Entries from a pointing dataset:
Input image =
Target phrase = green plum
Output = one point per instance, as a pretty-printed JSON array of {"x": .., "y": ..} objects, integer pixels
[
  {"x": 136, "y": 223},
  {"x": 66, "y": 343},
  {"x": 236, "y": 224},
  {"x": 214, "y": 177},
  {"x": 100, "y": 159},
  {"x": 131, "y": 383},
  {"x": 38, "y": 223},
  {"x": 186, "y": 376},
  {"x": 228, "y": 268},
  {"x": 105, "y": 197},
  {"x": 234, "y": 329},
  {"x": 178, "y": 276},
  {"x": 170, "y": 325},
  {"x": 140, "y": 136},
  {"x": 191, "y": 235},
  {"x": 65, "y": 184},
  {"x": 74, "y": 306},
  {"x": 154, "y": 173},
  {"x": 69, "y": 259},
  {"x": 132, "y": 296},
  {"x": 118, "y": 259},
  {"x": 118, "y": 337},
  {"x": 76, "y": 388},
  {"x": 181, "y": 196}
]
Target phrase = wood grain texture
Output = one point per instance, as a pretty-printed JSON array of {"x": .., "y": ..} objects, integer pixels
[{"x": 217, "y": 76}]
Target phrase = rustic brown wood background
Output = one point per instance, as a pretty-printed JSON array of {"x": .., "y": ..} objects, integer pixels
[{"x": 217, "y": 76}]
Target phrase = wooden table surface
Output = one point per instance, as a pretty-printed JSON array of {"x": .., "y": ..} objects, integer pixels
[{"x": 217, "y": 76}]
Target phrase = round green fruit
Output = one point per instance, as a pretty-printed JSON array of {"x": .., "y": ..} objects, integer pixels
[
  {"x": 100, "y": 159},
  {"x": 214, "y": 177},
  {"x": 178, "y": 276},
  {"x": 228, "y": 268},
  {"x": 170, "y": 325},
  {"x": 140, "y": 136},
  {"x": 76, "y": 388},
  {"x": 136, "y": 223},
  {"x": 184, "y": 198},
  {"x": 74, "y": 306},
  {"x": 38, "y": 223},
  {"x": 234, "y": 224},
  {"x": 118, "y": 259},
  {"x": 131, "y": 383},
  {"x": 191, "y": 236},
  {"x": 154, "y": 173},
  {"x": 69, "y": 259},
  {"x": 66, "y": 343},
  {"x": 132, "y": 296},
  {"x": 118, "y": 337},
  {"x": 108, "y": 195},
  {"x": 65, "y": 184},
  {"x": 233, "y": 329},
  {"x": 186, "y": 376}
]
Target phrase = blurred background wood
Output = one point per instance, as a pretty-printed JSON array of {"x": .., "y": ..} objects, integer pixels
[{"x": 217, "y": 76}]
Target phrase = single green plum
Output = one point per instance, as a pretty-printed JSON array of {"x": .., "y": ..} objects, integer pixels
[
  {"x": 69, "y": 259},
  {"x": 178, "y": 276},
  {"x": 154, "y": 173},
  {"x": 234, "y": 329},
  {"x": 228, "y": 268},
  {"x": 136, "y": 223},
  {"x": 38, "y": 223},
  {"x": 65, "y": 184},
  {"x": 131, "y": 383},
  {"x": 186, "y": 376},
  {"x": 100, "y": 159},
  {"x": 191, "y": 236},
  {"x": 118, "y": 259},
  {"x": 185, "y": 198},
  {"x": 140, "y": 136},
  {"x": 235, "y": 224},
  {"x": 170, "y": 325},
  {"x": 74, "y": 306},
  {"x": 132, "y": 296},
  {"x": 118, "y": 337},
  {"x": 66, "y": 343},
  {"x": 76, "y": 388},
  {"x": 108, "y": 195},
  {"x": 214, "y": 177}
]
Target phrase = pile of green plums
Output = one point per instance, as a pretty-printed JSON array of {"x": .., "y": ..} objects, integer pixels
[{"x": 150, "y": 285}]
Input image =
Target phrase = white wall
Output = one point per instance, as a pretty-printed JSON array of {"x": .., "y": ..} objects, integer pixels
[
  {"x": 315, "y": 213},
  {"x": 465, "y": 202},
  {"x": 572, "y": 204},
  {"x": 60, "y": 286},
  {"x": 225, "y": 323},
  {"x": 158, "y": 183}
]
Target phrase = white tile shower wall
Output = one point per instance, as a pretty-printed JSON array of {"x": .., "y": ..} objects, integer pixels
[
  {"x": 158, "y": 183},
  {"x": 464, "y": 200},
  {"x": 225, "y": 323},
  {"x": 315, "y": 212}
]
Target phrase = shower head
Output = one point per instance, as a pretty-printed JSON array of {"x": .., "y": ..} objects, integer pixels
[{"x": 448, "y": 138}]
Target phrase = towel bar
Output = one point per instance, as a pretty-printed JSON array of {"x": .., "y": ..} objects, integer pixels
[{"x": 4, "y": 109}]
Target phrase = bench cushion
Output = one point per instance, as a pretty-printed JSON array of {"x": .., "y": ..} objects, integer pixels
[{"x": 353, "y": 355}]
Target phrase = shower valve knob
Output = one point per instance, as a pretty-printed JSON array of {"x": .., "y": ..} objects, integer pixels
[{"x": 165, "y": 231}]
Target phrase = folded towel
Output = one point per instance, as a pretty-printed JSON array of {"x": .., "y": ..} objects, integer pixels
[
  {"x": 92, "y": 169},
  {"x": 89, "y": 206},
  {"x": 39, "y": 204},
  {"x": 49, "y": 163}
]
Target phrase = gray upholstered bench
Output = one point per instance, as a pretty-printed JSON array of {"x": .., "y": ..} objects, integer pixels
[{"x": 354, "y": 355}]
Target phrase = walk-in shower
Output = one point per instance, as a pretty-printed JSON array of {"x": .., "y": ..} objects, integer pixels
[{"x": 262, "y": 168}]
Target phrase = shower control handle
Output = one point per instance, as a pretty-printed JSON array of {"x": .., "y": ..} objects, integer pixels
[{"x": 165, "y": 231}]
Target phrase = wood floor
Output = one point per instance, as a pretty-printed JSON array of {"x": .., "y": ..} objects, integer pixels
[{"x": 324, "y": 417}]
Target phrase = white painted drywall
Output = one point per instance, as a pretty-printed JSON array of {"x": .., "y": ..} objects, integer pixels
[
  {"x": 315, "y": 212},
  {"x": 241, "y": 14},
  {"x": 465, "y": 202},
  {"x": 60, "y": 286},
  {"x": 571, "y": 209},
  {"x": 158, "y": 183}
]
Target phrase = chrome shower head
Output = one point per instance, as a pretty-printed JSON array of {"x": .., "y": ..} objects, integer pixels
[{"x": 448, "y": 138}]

**Stated task**
Repeat the material from above exactly, word for word.

**Exercise response**
Input image =
Target phrase = green plum
Output = one point per instance, as a pretty-printed JSON array of {"x": .., "y": ..} objects, integer pixels
[
  {"x": 136, "y": 223},
  {"x": 66, "y": 343},
  {"x": 236, "y": 224},
  {"x": 214, "y": 177},
  {"x": 100, "y": 159},
  {"x": 131, "y": 383},
  {"x": 38, "y": 223},
  {"x": 186, "y": 376},
  {"x": 228, "y": 268},
  {"x": 105, "y": 197},
  {"x": 234, "y": 329},
  {"x": 178, "y": 276},
  {"x": 170, "y": 325},
  {"x": 140, "y": 136},
  {"x": 191, "y": 235},
  {"x": 65, "y": 184},
  {"x": 74, "y": 306},
  {"x": 154, "y": 173},
  {"x": 69, "y": 259},
  {"x": 132, "y": 296},
  {"x": 118, "y": 259},
  {"x": 118, "y": 337},
  {"x": 76, "y": 388},
  {"x": 181, "y": 196}
]
Target phrase = wood grain texture
Output = one point per instance, as a pretty-printed JSON array of {"x": .., "y": ..} objects, integer pixels
[{"x": 217, "y": 76}]
Target phrase = rustic brown wood background
Output = one point per instance, as a pretty-printed JSON array of {"x": .., "y": ..} objects, integer pixels
[{"x": 217, "y": 76}]
Target phrase = wooden table surface
Output = one point per instance, as a pretty-printed JSON array of {"x": .., "y": ..} objects, integer pixels
[{"x": 217, "y": 76}]
Target phrase = round green fruit
Output = one point per instance, as a pretty-printed JSON array of {"x": .., "y": ..} objects, integer pixels
[
  {"x": 100, "y": 159},
  {"x": 214, "y": 177},
  {"x": 178, "y": 276},
  {"x": 228, "y": 268},
  {"x": 170, "y": 325},
  {"x": 140, "y": 136},
  {"x": 76, "y": 388},
  {"x": 136, "y": 223},
  {"x": 184, "y": 198},
  {"x": 74, "y": 306},
  {"x": 38, "y": 223},
  {"x": 234, "y": 224},
  {"x": 118, "y": 259},
  {"x": 131, "y": 383},
  {"x": 191, "y": 236},
  {"x": 154, "y": 173},
  {"x": 69, "y": 259},
  {"x": 66, "y": 343},
  {"x": 132, "y": 296},
  {"x": 118, "y": 337},
  {"x": 108, "y": 195},
  {"x": 65, "y": 184},
  {"x": 233, "y": 329},
  {"x": 186, "y": 376}
]
Target phrase = blurred background wood
Output = one point per instance, as a pretty-printed JSON array of {"x": .., "y": ..} objects, integer pixels
[{"x": 217, "y": 76}]
Target phrase = single green plum
Output = one point per instance, as a pretty-printed JSON array of {"x": .., "y": ..} objects, integer pixels
[
  {"x": 69, "y": 259},
  {"x": 178, "y": 276},
  {"x": 154, "y": 173},
  {"x": 234, "y": 329},
  {"x": 228, "y": 268},
  {"x": 136, "y": 223},
  {"x": 38, "y": 223},
  {"x": 65, "y": 184},
  {"x": 131, "y": 383},
  {"x": 186, "y": 376},
  {"x": 100, "y": 159},
  {"x": 191, "y": 236},
  {"x": 118, "y": 259},
  {"x": 185, "y": 198},
  {"x": 140, "y": 136},
  {"x": 235, "y": 224},
  {"x": 170, "y": 325},
  {"x": 74, "y": 306},
  {"x": 132, "y": 296},
  {"x": 118, "y": 337},
  {"x": 66, "y": 343},
  {"x": 76, "y": 388},
  {"x": 108, "y": 195},
  {"x": 214, "y": 177}
]
Target phrase = pile of green plums
Output = one point per instance, as a pretty-printed JSON array of {"x": .., "y": ..} objects, integer pixels
[{"x": 150, "y": 285}]
Input image =
Target phrase = white wall
Output = one point per instance, as a pretty-printed JSON array of {"x": .., "y": ..} objects, integer pixels
[
  {"x": 315, "y": 213},
  {"x": 465, "y": 202},
  {"x": 572, "y": 204},
  {"x": 60, "y": 286},
  {"x": 225, "y": 323},
  {"x": 158, "y": 183}
]
Target phrase = white tile shower wall
Output = one point per instance, as a pretty-printed JSON array of {"x": .., "y": ..} objects, integer pixels
[
  {"x": 158, "y": 183},
  {"x": 464, "y": 200},
  {"x": 225, "y": 323},
  {"x": 315, "y": 212}
]
Target phrase = shower head
Output = one point per instance, as a pretty-printed JSON array of {"x": .., "y": ..} objects, integer pixels
[{"x": 448, "y": 138}]
Target phrase = towel bar
Output = one point per instance, as a pretty-printed JSON array of {"x": .., "y": ..} objects, integer pixels
[{"x": 4, "y": 109}]
Target phrase = bench cushion
Output = one point per instance, as a pretty-printed JSON array of {"x": .., "y": ..} objects, integer pixels
[{"x": 353, "y": 355}]
Target phrase = shower valve knob
Output = one point per instance, as a pretty-printed JSON array of {"x": .., "y": ..} objects, integer pixels
[{"x": 165, "y": 231}]
Target phrase = folded towel
Output = one point per instance, as a pretty-printed JSON array of {"x": .., "y": ..} objects, integer pixels
[
  {"x": 92, "y": 169},
  {"x": 89, "y": 206},
  {"x": 39, "y": 204},
  {"x": 49, "y": 163}
]
Target phrase = gray upholstered bench
Output = one point per instance, as a pretty-printed JSON array of {"x": .., "y": ..} objects, integer pixels
[{"x": 354, "y": 355}]
Target phrase = walk-in shower
Output = one point per instance, as a pretty-printed JSON array of {"x": .., "y": ..} objects, integer pixels
[{"x": 262, "y": 168}]
Target phrase = shower control handle
Output = one point per instance, as a pretty-printed JSON array of {"x": .., "y": ..} objects, integer pixels
[{"x": 165, "y": 231}]
Target phrase = wood floor
Output = one point per instance, as a pretty-printed JSON array of {"x": .., "y": ..} objects, integer pixels
[{"x": 324, "y": 417}]
Target phrase = white painted drywall
Output = one point per instance, as a pretty-printed JSON array of {"x": .., "y": ..} objects, integer pixels
[
  {"x": 315, "y": 212},
  {"x": 241, "y": 14},
  {"x": 465, "y": 202},
  {"x": 60, "y": 286},
  {"x": 571, "y": 209},
  {"x": 158, "y": 183}
]
Target phrase = chrome shower head
Output = one point per instance, as a pretty-printed JSON array of {"x": .., "y": ..} objects, integer pixels
[{"x": 448, "y": 138}]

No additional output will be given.